> **Problem description**: Could you restate exactly the lines that begin at the line with "Point to the smiling" and end at the final line of the data?

> **Working data**:
************

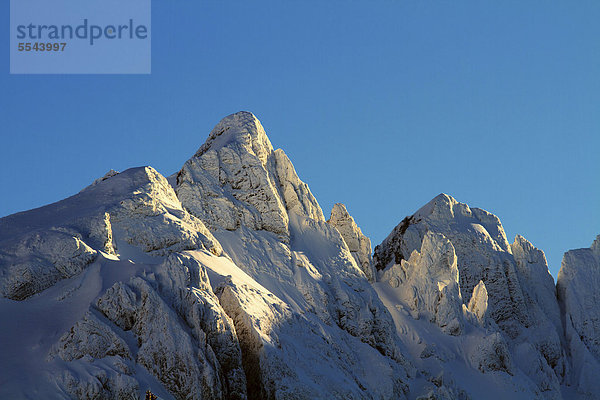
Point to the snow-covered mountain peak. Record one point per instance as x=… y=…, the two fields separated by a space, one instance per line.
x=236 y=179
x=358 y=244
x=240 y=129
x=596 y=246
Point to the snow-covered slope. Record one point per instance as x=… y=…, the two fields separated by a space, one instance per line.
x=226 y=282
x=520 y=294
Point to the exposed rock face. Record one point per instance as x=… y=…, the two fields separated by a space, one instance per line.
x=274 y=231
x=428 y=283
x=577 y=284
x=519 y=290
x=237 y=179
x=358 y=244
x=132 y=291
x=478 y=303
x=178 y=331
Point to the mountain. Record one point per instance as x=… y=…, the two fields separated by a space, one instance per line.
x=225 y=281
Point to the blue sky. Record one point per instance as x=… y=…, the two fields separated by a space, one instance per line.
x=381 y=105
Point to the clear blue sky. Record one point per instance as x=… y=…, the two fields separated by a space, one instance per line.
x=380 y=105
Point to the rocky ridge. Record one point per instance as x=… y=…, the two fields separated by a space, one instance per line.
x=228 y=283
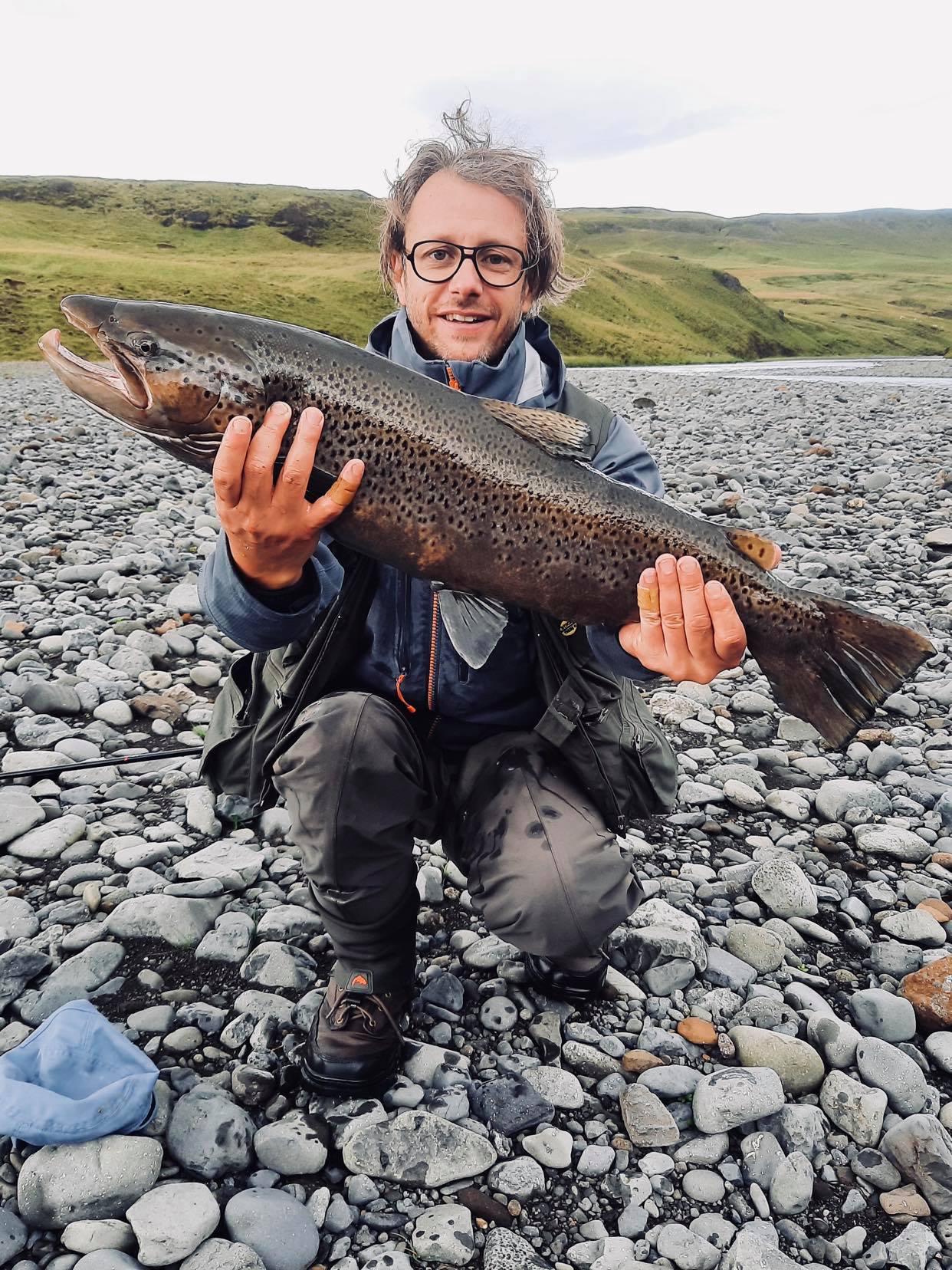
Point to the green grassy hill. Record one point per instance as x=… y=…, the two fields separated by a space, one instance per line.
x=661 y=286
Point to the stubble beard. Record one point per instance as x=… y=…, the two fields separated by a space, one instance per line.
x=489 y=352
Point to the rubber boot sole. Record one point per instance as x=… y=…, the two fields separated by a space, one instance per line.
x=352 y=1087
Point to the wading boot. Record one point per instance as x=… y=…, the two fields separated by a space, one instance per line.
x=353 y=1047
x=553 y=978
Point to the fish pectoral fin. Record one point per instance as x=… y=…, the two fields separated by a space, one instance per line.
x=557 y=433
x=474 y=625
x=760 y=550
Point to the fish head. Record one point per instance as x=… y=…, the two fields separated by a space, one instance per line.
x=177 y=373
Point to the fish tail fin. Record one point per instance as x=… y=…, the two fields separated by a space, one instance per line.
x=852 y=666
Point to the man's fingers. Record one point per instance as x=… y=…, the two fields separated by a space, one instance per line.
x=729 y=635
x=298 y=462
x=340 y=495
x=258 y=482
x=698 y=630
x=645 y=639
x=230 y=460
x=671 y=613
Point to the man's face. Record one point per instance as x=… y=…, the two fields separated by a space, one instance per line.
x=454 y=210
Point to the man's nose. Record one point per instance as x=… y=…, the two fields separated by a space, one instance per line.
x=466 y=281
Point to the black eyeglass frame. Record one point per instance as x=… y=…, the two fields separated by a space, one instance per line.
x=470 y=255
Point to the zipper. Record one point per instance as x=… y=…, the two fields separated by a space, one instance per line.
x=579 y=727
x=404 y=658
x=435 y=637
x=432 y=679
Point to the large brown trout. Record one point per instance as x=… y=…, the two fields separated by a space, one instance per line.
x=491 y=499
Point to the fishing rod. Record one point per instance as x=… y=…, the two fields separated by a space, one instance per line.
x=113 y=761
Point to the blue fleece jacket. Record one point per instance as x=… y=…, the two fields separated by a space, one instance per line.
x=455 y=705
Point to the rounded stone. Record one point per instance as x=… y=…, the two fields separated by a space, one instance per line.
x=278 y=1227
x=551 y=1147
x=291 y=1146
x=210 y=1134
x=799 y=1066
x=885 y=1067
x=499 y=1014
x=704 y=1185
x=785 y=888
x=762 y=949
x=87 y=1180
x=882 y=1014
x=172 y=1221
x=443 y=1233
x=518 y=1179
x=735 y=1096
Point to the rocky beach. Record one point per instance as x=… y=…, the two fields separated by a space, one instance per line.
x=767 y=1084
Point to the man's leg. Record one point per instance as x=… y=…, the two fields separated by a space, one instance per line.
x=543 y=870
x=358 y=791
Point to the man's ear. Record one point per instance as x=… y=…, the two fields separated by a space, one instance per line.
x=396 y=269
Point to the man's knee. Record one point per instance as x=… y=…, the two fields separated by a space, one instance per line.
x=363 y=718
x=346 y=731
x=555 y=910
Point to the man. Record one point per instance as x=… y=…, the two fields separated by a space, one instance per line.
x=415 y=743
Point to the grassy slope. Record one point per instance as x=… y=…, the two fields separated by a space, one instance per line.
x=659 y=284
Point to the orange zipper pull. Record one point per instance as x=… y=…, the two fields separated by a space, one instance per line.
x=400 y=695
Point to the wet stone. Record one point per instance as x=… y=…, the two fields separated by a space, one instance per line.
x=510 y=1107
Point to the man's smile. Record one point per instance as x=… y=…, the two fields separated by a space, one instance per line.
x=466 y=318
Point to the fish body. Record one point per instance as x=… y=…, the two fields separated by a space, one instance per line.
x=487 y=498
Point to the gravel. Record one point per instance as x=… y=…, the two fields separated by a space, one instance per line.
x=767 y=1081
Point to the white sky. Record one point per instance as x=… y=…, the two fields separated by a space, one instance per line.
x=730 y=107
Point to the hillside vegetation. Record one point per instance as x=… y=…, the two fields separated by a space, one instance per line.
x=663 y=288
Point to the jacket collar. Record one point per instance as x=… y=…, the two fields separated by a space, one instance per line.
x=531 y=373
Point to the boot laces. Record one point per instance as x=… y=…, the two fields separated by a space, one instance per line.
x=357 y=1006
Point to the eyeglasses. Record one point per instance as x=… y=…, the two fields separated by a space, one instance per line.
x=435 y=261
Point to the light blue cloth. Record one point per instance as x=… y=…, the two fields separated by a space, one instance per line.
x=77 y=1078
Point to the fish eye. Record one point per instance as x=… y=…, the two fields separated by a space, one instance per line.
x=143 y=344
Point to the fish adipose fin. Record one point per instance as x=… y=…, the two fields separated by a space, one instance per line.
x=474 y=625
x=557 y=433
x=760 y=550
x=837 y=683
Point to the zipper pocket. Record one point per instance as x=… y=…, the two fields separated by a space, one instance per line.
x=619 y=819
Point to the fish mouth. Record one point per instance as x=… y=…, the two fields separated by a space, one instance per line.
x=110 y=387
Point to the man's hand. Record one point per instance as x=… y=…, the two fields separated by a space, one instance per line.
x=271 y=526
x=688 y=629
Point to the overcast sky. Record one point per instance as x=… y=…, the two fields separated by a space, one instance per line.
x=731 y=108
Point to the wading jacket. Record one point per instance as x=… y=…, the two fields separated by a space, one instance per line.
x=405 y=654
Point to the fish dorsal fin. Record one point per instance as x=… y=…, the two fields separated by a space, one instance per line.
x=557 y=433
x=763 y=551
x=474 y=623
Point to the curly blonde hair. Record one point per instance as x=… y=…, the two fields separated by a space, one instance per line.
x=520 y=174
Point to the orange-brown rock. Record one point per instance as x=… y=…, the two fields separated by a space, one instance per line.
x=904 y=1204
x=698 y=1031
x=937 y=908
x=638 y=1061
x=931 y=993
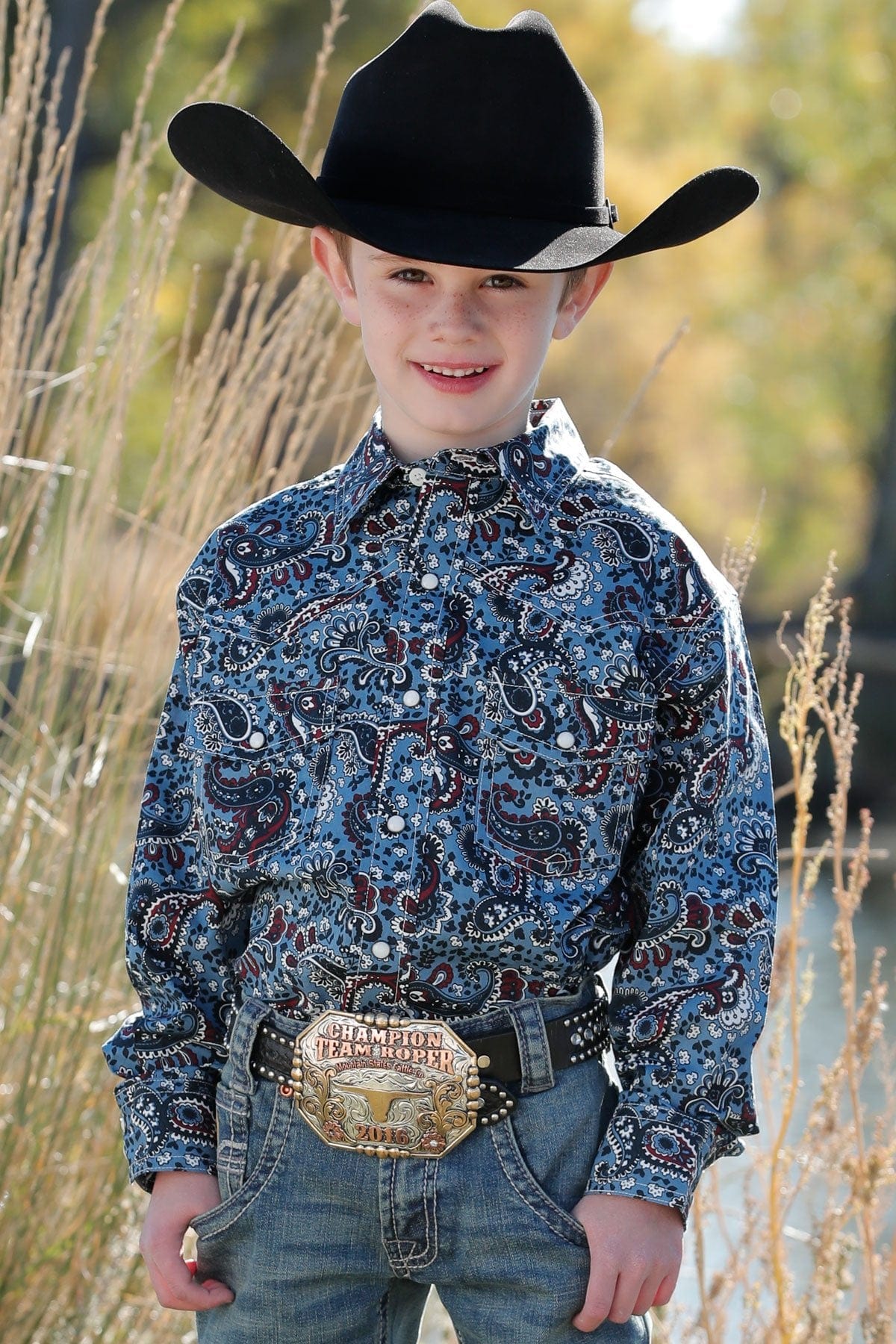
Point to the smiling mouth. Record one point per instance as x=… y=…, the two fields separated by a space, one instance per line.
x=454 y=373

************

> **The answer**:
Point to the smiling mouth. Record one point per instance as x=… y=…, the two fields separated by a space, one instance per line.
x=454 y=373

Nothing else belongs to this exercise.